§ SOURCE MATERIAL:
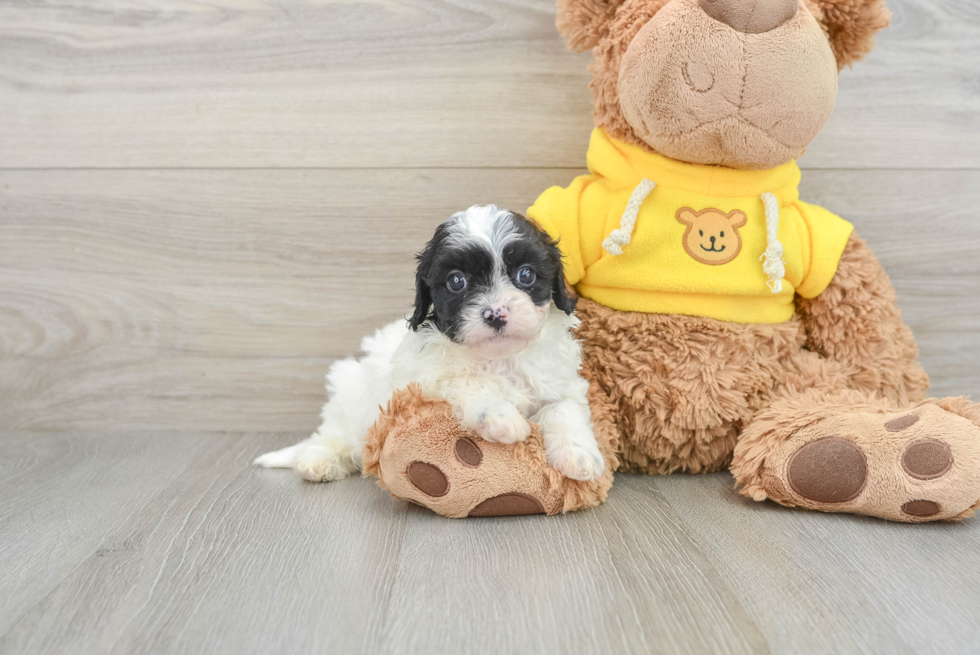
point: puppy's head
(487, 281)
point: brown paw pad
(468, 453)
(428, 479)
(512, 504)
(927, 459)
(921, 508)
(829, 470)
* * *
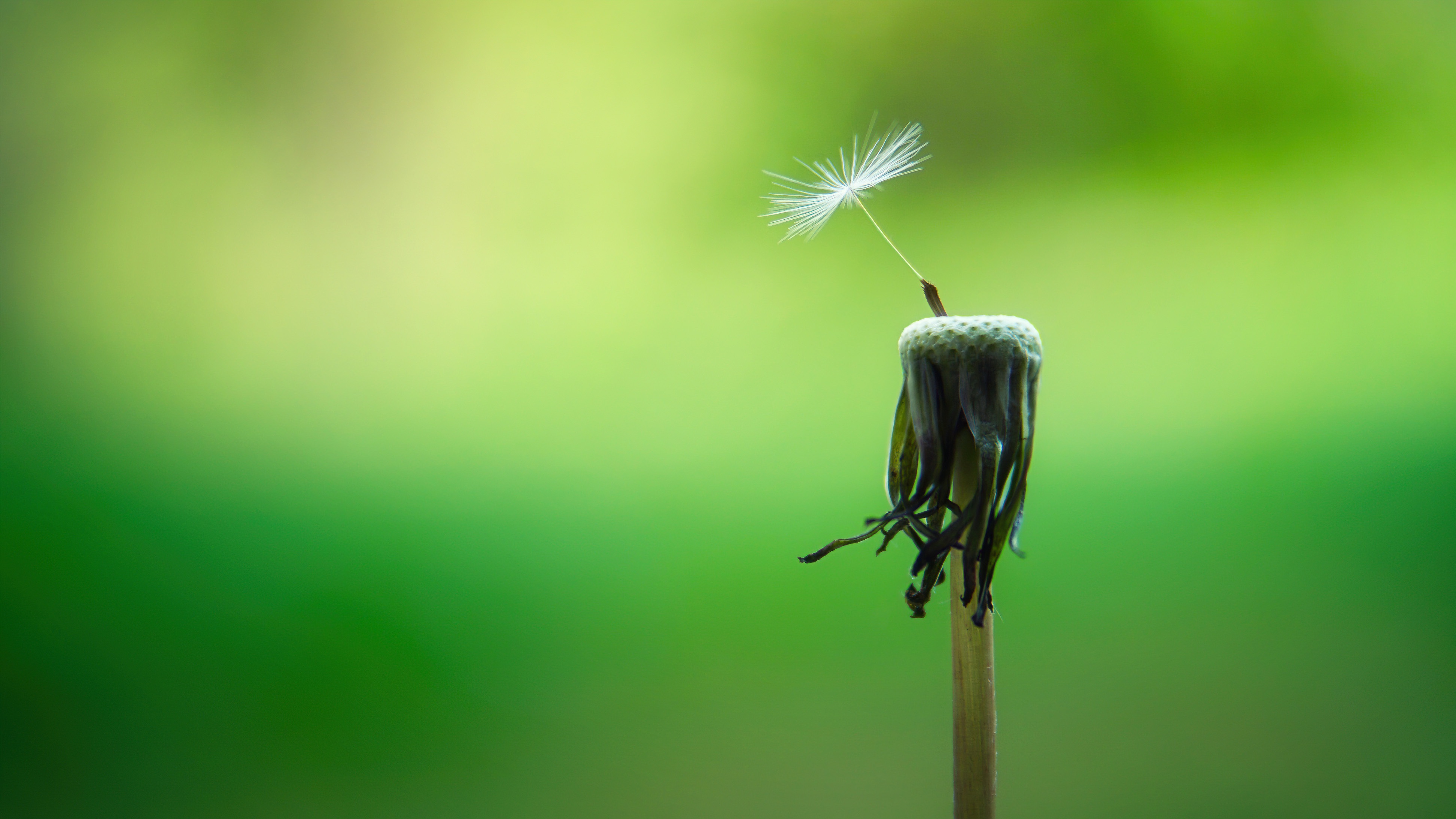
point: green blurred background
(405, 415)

§ WHAT YOU SHOULD DO:
Show each line in the entries above that contains the word "point", matching its case exactly.

§ COMPLETE RESPONSE:
point: puppy's head
point: brown paw pad
point: green blurred background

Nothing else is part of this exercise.